[Opening Record excerpts section]

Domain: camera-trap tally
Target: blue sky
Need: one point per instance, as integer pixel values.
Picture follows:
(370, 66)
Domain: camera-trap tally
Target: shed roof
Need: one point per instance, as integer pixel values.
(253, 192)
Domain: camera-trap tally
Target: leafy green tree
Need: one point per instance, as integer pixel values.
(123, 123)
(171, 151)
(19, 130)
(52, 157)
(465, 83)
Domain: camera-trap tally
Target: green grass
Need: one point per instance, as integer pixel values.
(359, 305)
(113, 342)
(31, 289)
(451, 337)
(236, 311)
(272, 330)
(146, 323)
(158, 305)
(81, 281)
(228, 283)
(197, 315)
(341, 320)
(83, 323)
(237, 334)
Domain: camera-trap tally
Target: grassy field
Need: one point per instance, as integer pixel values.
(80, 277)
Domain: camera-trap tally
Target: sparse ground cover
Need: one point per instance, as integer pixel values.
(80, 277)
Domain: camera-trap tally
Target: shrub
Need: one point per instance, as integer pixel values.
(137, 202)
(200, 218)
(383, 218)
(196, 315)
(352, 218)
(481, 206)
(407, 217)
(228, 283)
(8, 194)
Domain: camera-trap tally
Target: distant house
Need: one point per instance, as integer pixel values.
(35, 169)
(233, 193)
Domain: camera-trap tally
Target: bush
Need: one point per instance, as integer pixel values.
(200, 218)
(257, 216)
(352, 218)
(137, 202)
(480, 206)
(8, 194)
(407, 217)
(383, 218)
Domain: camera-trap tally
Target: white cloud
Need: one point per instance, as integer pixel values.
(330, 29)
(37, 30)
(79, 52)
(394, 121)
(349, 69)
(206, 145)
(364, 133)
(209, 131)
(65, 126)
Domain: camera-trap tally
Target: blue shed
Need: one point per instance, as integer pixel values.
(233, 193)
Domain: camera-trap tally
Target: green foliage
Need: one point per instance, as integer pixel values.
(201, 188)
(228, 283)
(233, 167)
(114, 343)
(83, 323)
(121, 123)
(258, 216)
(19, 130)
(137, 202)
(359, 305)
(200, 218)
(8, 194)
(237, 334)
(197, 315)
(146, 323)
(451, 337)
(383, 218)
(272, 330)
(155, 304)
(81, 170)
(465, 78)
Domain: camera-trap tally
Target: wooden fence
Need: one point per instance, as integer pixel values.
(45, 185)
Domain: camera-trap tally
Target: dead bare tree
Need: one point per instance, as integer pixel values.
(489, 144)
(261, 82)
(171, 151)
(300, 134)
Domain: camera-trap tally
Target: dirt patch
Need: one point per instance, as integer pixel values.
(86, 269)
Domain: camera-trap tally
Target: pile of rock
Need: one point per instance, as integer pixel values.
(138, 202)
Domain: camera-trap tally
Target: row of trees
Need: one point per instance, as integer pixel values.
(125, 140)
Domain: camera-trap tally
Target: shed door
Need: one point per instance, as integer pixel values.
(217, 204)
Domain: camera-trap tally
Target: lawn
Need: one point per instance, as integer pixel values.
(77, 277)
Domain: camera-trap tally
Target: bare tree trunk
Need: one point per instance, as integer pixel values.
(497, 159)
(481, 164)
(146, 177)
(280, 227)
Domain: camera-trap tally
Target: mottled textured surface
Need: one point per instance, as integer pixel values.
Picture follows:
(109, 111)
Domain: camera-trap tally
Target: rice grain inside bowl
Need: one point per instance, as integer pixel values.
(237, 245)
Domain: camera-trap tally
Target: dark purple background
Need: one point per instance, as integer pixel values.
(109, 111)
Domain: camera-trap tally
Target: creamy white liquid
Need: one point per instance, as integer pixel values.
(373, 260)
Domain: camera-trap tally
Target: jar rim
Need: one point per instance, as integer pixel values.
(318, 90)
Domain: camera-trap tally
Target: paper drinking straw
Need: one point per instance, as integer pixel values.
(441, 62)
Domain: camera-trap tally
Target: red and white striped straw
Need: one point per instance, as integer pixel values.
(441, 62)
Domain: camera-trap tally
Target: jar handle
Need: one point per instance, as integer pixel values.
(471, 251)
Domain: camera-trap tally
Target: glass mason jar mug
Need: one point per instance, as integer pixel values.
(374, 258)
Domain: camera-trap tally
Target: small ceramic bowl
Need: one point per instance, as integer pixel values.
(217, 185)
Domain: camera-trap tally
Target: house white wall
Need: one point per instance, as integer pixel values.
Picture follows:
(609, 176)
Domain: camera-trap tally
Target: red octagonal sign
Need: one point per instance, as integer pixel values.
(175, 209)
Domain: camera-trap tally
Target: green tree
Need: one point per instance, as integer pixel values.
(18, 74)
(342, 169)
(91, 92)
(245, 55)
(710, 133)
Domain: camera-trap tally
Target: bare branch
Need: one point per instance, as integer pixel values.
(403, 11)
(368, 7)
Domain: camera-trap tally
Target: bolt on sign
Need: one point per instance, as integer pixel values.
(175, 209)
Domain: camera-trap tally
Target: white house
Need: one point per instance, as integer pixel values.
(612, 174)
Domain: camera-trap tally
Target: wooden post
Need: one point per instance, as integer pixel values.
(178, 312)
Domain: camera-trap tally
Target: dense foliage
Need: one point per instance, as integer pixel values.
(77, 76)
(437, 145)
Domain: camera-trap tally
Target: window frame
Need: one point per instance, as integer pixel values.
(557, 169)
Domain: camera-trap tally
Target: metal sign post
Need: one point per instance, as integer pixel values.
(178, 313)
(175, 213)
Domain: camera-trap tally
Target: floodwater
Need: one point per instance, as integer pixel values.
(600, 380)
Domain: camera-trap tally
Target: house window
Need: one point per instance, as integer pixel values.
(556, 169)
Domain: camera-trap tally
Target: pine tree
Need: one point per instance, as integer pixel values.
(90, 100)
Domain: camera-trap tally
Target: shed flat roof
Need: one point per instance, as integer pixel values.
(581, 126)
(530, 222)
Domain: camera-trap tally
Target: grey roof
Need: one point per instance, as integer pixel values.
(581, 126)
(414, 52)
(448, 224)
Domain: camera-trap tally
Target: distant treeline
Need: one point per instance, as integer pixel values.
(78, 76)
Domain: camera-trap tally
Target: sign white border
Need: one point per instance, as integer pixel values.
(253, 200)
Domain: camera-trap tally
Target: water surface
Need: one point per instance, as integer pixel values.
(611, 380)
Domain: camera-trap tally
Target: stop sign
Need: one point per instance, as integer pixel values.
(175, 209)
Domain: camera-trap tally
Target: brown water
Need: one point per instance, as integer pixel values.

[Closing Record excerpts section]

[Your task] Complete, exact output of the records is expected.

[The completed task]
Domain: camera-trap tally
Target: blue sky
Need: one point per instance, as integer pixel values.
Picture follows:
(370, 66)
Domain: camera-trap tally
Target: shed roof
Need: one point per instance, as integer pixel values.
(253, 192)
Domain: camera-trap tally
Target: leafy green tree
Need: one point per instance, as integer pixel values.
(123, 123)
(171, 151)
(19, 130)
(52, 157)
(465, 83)
Domain: camera-trap tally
Target: green grass
Need: one point per instance, as integer pixel values.
(359, 305)
(113, 342)
(31, 289)
(451, 337)
(236, 311)
(272, 330)
(146, 323)
(158, 305)
(81, 281)
(228, 283)
(197, 315)
(341, 320)
(83, 323)
(237, 334)
Domain: camera-trap tally
Target: grassy field
Need: one point per instance, as integer pixel values.
(80, 277)
Domain: camera-trap tally
Target: sparse ground cover
Need: one point per instance, as integer pixel values.
(80, 277)
Domain: camera-trap tally
Target: shrub
Need: one point per instance, as integer pixel values.
(137, 202)
(200, 218)
(383, 218)
(196, 315)
(352, 218)
(481, 206)
(407, 217)
(228, 283)
(8, 194)
Domain: camera-trap tally
Target: distant house
Need: one point per instance, as integer pixel values.
(35, 169)
(233, 193)
Domain: camera-trap tally
Target: bush
Need: one point per instance, as integer pixel values.
(200, 218)
(257, 216)
(352, 218)
(137, 202)
(480, 206)
(8, 194)
(407, 217)
(383, 218)
Domain: camera-trap tally
Target: white cloud
Need: one point per instance, as integer pixel values.
(330, 29)
(37, 30)
(79, 52)
(394, 121)
(349, 69)
(206, 145)
(364, 133)
(209, 131)
(65, 126)
Domain: camera-trap tally
Target: blue shed
Need: one point per instance, as integer pixel values.
(233, 193)
Domain: camera-trap tally
Target: green foliage
Need: one point per instance, as integer pixel values.
(201, 188)
(228, 283)
(233, 167)
(114, 343)
(83, 323)
(121, 123)
(258, 216)
(19, 130)
(137, 202)
(359, 305)
(200, 218)
(8, 194)
(237, 334)
(197, 315)
(146, 323)
(451, 337)
(383, 218)
(272, 330)
(155, 304)
(81, 170)
(465, 78)
Domain: camera-trap tally
Target: wooden fence
Need: one point per instance, as integer pixel values.
(45, 185)
Domain: camera-trap tally
Target: dead bare tree
Need: one point per instance, as integer pixel values.
(489, 144)
(261, 82)
(171, 151)
(300, 134)
Domain: camera-trap tally
Target: dirt patch
Need: one point per instance, as integer pixel values.
(86, 269)
Domain: camera-trap tally
Target: pile of rock
Need: one point per instance, as integer pixel values.
(138, 202)
Domain: camera-trap tally
Target: row of trees
Need: one point per instance, as integer pixel values.
(125, 140)
Domain: camera-trap tally
Target: shed door
Need: one point per instance, as integer pixel values.
(217, 204)
Domain: camera-trap tally
Target: lawn
Need: one point per instance, as integer pixel values.
(77, 277)
Domain: camera-trap tally
Target: bare tree trunk
Need: one point per instance, as integer pixel values.
(497, 159)
(481, 164)
(146, 177)
(280, 227)
Domain: camera-trap tally
Target: mottled textured surface
Need: one point per instance, as integer pixel values.
Picture follows:
(109, 111)
Domain: camera-trap tally
Target: rice grain inside bowl
Need: one point per instance, as integer pixel values.
(237, 245)
Domain: camera-trap tally
Target: dark purple background
Need: one point per instance, as integer pixel values.
(109, 111)
Domain: camera-trap tally
Target: creamy white liquid
Need: one point per instance, as integer pixel values.
(373, 260)
Domain: camera-trap tally
Target: jar rim
Need: one point per instance, as integer pixel values.
(318, 90)
Domain: camera-trap tally
Target: paper drinking straw
Need: one point per instance, as integer pixel values.
(441, 62)
Domain: camera-trap tally
Target: red and white striped straw
Need: one point per instance, as integer pixel values.
(441, 62)
Domain: camera-trap tally
Target: jar handle
Need: one point per instance, as integer pixel values.
(471, 251)
Domain: camera-trap tally
Target: glass mason jar mug
Need: one point per instance, as integer pixel values.
(374, 258)
Domain: camera-trap tally
Target: small ceramic bowl
Need: one point per instance, as integer pixel values.
(217, 185)
Domain: camera-trap tally
Target: house white wall
Need: one point per instance, as integer pixel values.
Picture follows:
(609, 176)
Domain: camera-trap tally
Target: red octagonal sign
Need: one point per instance, as integer pixel values.
(175, 209)
Domain: camera-trap tally
Target: green tree
Need: one point per instance, as integer pixel values.
(18, 74)
(342, 169)
(91, 92)
(245, 55)
(710, 133)
Domain: camera-trap tally
Target: bare branch
Need: one point per instance, as integer pixel values.
(403, 11)
(368, 7)
Domain: camera-trap tally
Target: bolt on sign
Need: one point per instance, as integer pixel values.
(175, 209)
Domain: camera-trap tally
Target: white house
Need: one point per instance, as integer pixel values.
(612, 174)
Domain: camera-trap tally
Target: wooden post
Need: one point per instance, as integer pixel values.
(178, 312)
Domain: camera-trap tally
Target: dense foliage
Need: one point per instance, as integer pixel values.
(77, 76)
(437, 145)
Domain: camera-trap tally
Target: window frame
Need: one point per instance, as integer pixel values.
(557, 169)
Domain: camera-trap tally
Target: metal sign post
Need: one point per instance, as integer pixel values.
(178, 313)
(175, 213)
Domain: camera-trap tally
Target: floodwater
Need: one point per instance, as integer pixel values.
(600, 380)
Domain: camera-trap tally
Target: house window
Need: one point per instance, as integer pixel values.
(556, 169)
Domain: camera-trap tally
Target: pine tree
Need: one point per instance, as integer pixel values.
(90, 100)
Domain: camera-trap tally
Target: shed flat roof
Need: one point per instance, as integer pixel values.
(581, 126)
(530, 222)
Domain: camera-trap tally
Target: grey roof
Need: one point per instance, as integer pixel values.
(581, 126)
(414, 52)
(448, 224)
Domain: camera-trap tally
Target: distant treeline
Need: one point per instance, as integer pixel values.
(78, 76)
Domain: camera-trap tally
Target: sign white border
Need: one point per instance, as integer pixel values.
(253, 200)
Domain: camera-trap tally
Target: water surface
Need: one point per instance, as integer pixel values.
(611, 380)
Domain: camera-trap tally
Target: stop sign
Need: one point per instance, as integer pixel values.
(175, 209)
Domain: camera-trap tally
Target: brown water
Need: one point per instance, as integer pixel values.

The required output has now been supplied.